— BEGIN Stored rows —
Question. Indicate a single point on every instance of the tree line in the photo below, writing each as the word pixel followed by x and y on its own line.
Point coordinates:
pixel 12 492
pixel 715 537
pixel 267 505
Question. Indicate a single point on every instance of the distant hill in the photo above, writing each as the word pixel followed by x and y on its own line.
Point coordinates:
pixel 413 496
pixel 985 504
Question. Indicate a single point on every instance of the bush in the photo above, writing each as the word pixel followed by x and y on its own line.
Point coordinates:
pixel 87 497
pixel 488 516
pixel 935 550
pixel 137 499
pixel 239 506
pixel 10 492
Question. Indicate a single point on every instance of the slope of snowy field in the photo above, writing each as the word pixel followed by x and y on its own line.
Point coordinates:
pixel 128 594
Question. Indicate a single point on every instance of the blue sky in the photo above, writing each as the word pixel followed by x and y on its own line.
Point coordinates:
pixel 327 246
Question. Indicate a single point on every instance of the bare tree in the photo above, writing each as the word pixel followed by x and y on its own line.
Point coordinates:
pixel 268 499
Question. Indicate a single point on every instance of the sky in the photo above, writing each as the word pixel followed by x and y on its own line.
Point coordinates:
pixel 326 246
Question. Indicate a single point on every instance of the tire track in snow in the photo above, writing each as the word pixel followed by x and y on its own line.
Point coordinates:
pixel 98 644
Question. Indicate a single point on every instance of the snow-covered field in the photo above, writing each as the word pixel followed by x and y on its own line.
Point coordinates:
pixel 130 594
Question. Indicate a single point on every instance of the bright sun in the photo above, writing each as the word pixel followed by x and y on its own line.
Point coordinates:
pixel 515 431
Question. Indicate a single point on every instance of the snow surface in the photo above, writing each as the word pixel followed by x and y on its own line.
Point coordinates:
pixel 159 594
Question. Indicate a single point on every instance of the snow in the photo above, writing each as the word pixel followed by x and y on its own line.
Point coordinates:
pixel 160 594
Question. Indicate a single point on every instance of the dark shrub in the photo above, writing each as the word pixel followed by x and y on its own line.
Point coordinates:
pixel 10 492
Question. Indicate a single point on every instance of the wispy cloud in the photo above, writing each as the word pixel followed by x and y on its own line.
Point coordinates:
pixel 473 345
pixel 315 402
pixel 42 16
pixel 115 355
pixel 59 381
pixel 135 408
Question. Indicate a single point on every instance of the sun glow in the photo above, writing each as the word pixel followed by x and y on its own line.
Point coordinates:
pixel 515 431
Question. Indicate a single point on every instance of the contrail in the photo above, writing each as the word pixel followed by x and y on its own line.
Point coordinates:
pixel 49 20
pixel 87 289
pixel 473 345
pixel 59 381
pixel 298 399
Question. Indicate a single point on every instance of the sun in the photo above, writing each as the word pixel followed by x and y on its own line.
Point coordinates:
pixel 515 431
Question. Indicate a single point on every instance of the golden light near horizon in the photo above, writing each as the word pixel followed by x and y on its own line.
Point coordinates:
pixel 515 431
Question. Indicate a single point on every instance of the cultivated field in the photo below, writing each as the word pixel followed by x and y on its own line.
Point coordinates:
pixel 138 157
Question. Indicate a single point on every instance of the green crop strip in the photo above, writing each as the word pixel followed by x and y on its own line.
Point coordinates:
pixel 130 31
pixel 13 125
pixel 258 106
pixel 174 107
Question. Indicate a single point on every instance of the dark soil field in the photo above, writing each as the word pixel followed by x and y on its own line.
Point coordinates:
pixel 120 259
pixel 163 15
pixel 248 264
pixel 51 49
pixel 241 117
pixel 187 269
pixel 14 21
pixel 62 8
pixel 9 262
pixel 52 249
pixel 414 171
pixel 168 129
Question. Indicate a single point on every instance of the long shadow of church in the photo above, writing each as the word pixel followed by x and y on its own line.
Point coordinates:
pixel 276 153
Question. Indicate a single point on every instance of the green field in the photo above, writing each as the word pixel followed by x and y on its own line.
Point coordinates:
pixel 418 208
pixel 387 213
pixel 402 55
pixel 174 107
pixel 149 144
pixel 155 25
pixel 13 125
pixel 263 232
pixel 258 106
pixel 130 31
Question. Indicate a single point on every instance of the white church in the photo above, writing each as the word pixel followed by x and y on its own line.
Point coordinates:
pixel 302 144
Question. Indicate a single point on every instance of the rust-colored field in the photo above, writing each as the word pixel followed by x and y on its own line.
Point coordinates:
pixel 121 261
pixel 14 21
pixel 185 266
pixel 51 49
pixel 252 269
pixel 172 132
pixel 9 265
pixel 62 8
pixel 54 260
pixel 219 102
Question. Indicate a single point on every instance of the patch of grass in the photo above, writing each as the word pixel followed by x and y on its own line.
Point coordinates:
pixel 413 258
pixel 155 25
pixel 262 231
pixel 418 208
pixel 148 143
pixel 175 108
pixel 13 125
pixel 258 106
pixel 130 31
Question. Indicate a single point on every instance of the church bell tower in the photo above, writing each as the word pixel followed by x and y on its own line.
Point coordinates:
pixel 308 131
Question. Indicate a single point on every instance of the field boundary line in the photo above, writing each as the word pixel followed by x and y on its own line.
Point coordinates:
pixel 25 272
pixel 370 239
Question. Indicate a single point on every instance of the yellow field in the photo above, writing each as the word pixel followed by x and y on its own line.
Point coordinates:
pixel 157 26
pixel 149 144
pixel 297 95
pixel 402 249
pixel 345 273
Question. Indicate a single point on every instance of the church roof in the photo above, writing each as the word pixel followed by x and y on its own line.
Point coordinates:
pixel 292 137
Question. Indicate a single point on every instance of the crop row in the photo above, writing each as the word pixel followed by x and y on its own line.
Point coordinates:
— END Stored rows —
**Given instruction**
Rewrite all of the items above with "Point coordinates" renamed to "Marked points" wherever it occurs, leaving every other word unchanged.

**Reply to the exercise**
Question. Indicate a single point on every instance of the tree line in the photo below, writing each as the word pixel followed by x and y on its own line.
Marked points:
pixel 12 492
pixel 715 537
pixel 267 505
Question. Indicate a single point on every instance of the distant hill in the photo above, writing each as the word pixel followed by x and y on its own line.
Marked points:
pixel 413 496
pixel 985 504
Question. Indicate a single point on every instance of the bush in the photo above, writing each as the word pixel followed by x and y on its own line.
Marked points:
pixel 87 497
pixel 488 516
pixel 935 550
pixel 137 499
pixel 239 506
pixel 10 492
Question. Indicate a single point on every instance of the slope of snowy field in the photo above, writing each as the word pixel followed by x and y on its own line.
Marked points:
pixel 128 594
Question. Indicate a single point on every instance of the blue sky in the photo above, writing each as the word pixel followed by x and y on its own line.
Marked points:
pixel 327 246
Question. Indicate a single point on every instance of the bare tree in the photo above, writing each as the word pixel followed by x and y on its own line.
Marked points:
pixel 268 499
Question. Indicate a single point on every instance of the sky in the photo above, writing each as the word pixel followed by x and y on its own line.
Marked points:
pixel 326 246
Question. Indicate a single point on every instance of the tire track in snow in the photo above, writing each as the word pixel followed by x and y on its own line.
Marked points:
pixel 98 644
Question. Indicate a single point on every instance of the snow-covered field in the photo above, writing each as the word pixel followed by x and y on its own line.
Marked points:
pixel 130 594
Question. Indicate a single point on every instance of the bright sun in the photo above, writing each as the word pixel followed by x and y on its own line.
Marked points:
pixel 515 431
Question. Indicate a single point on every instance of the snow surface in the photo above, writing each as the word pixel followed by x and y on its own line.
Marked points:
pixel 159 594
Question. Indicate a single point on every instance of the snow in the photo above, writing each as the word pixel followed by x and y on its own line.
Marked points:
pixel 160 594
Question. Indicate a single point on every instance of the dark shrub in the photo above, writing each as the word pixel followed by x and y on its own line.
Marked points:
pixel 10 492
Question. Indicate a single point on every instance of the wispy cloud in the photo above, writing each as the word pixel followed by x and y on its own line.
Marked points:
pixel 473 345
pixel 315 402
pixel 42 16
pixel 115 355
pixel 59 381
pixel 135 408
Question. Indicate a single point on every instance of the sun glow in the photo above, writing each as the word pixel followed by x and y on its own line.
Marked points:
pixel 515 431
Question. Indicate a single point on every instance of the contrail in the photo above, writing each as the word pixel followed by x and y on its own line.
Marked points:
pixel 49 20
pixel 87 289
pixel 473 345
pixel 59 381
pixel 298 399
Question. Indicate a single point on every instance of the sun in the photo above, writing each as the word pixel followed by x and y on its own line.
Marked points:
pixel 515 431
Question. Indicate a single point on every instance of the golden light near horizon in the photo above, writing each as the word pixel followed by x and y on its own line.
Marked points:
pixel 515 431
Question. Indicate a single point on every instance of the cultivated field in the photo below, writing each as the word pixel followed by x and y on its own line.
Marked points:
pixel 138 157
Question. Indicate a single point on every instance of the green crop strip in the photo above, writing each as the word pixel followed by x and y on its own line.
Marked points:
pixel 130 31
pixel 13 125
pixel 258 106
pixel 174 107
Question. Indicate a single point on every instance of the dark soil field in the photo above, writing each as the word pixel followed by x and y on its own line.
Marked points:
pixel 120 259
pixel 163 15
pixel 248 264
pixel 51 49
pixel 241 117
pixel 187 269
pixel 14 21
pixel 62 8
pixel 9 262
pixel 52 249
pixel 414 171
pixel 168 129
Question. Indicate a single point on every instance of the long shadow of church in the photo above, writing each as the word pixel followed by x and y on its own line.
Marked points:
pixel 276 153
Question. Indicate a single point on every instance of the green field in the photo above, writing each as the word pixel followed by x and y on its own line.
Marked points:
pixel 418 208
pixel 387 213
pixel 402 55
pixel 174 107
pixel 149 144
pixel 155 25
pixel 13 125
pixel 263 232
pixel 258 106
pixel 130 31
Question. Indicate a single point on every instance of the white church in the photo above, writing each as the word pixel followed by x and y on its own line.
Marked points:
pixel 302 144
Question. Indicate a single point on every instance of the rust-colored field in the photo above, writing each as the word pixel followed by x and y on its own line.
Marked points:
pixel 121 261
pixel 14 21
pixel 185 266
pixel 51 49
pixel 252 269
pixel 172 132
pixel 9 265
pixel 62 8
pixel 54 260
pixel 219 102
Question. Indicate a single point on every instance of the patch of grass in the photo above, writing each as the word pixel followed by x and y on its own line.
Marked points:
pixel 413 258
pixel 155 25
pixel 262 231
pixel 418 208
pixel 148 143
pixel 175 108
pixel 13 125
pixel 258 106
pixel 130 31
Question. Indicate a single point on every instance of the church bell tower in the photo above, writing each as the word pixel followed by x and y on its own line.
Marked points:
pixel 308 131
Question. Indicate a single point on every instance of the field boundary line in the photo above, writing each as the word pixel followed by x and y on its own line.
Marked points:
pixel 25 272
pixel 370 239
Question. Indicate a single point on every instance of the yellow field in the photo above, writing each as the word pixel followed by x and y on its own line.
Marked points:
pixel 157 26
pixel 149 144
pixel 297 95
pixel 402 249
pixel 345 273
Question. Indicate a single point on every instance of the church roof in the photo above, writing each as the word pixel followed by x and y on its own line.
Marked points:
pixel 292 137
Question. Indicate a single point on every instance of the crop row in the photo above, writing each as the word pixel followed by x and y on its own line.
Marked points:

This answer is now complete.